=== Section Start ===

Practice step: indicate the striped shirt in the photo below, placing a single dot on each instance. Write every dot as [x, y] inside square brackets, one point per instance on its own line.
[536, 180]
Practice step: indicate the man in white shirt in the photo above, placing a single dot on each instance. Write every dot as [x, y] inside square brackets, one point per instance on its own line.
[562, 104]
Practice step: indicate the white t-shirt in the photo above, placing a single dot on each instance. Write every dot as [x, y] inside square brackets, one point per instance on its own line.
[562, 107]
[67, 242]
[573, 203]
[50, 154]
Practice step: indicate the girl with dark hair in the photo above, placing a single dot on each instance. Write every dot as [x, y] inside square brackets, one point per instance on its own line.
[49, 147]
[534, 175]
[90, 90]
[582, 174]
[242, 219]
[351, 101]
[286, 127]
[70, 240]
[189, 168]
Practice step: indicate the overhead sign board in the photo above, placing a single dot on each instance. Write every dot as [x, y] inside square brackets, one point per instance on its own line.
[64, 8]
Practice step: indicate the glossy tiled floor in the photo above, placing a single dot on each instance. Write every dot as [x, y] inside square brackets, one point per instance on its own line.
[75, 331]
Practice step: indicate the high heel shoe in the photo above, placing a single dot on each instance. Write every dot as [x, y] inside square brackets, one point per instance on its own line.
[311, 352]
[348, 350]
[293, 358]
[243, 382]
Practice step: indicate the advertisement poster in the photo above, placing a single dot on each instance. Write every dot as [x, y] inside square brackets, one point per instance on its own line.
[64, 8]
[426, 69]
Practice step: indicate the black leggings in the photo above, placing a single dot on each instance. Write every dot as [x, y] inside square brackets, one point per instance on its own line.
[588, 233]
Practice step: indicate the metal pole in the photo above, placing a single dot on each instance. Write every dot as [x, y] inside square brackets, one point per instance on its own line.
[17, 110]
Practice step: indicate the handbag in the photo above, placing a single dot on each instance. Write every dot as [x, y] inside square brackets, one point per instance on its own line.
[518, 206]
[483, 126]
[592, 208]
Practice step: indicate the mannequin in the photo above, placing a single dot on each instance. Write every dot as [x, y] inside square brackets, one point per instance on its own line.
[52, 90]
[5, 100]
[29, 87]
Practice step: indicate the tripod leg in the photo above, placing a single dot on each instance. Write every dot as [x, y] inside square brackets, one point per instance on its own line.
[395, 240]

=== Section End ===

Repeat every record, keeping each word and mark exactly as it is.

*Problem solution*:
Practice step: indicate the striped shirt in the photo below, placing a single dot on each instance. Write every dot as [x, y] inside square brackets, one point per instance on its own line.
[536, 180]
Practice step: indicate the man in white shirt in the photo above, placing a single dot on each instance. Write every dot as [x, y] inside square brackets, one point per instance on its own line.
[562, 104]
Practice step: indicate the white t-shirt in the photo above, placing a single dot on each instance. Write every dot as [x, y] inside square brackets, one point per instance on its own line.
[562, 107]
[67, 242]
[573, 203]
[50, 154]
Practice step: indicate the girl with dark hair in the photo above, placing a single dot on each instance. Write every dot as [x, y] inside square brackets, one point per instance on its own line.
[49, 147]
[534, 175]
[90, 90]
[582, 174]
[242, 219]
[351, 101]
[286, 127]
[70, 240]
[189, 168]
Practice step: indicate the overhead sign board in the photo above, placing a single dot on each instance. Write every dot as [x, y] inside square brackets, one point per instance on its own line.
[64, 8]
Practice step: indicate the glossy tiled floor in the photo above, placing a single dot on each instance. Write every dot as [x, y] inside square brackets, one point per instance on its own line.
[75, 331]
Practice step: indicate the high heel shoe in the photo above, placing a single dot on each instance. Write every dot as [x, y] inside square brackets, one point per instance on its own line.
[311, 352]
[348, 350]
[293, 358]
[243, 382]
Practice step: indicate the advertisement poster in the photo above, placing a single dot on each instance. Write every dot as [x, y] inside square brackets, one point per instance on its own line.
[64, 8]
[426, 69]
Practice step: indicate the black leggings in the photo above, placing a single dot on each instance. Write every dot as [x, y] inside square brackets, one point per instance on its own line.
[588, 233]
Practice step: indicate the metal pole in the photo above, placing a single dot on each instance. Write every dot as [x, y] inside square brackets, one point per instance on its own line.
[17, 110]
Practice step: indicate the handbag in the photo above, placing a single dot on each instance. Write every dot as [x, y] inside square brackets, one point per instance on its own line.
[518, 206]
[483, 126]
[592, 208]
Practice step: indicate the mannequin in the photo above, placing a single dot on each instance. Write every dot as [x, y] inside square brackets, one point per instance on its own line.
[52, 90]
[5, 100]
[29, 87]
Practice step: indicate the tripod leg in the photo above, placing a single dot on each instance. Write every dot as [x, y] inside square brackets, one point per instance on its own line.
[395, 240]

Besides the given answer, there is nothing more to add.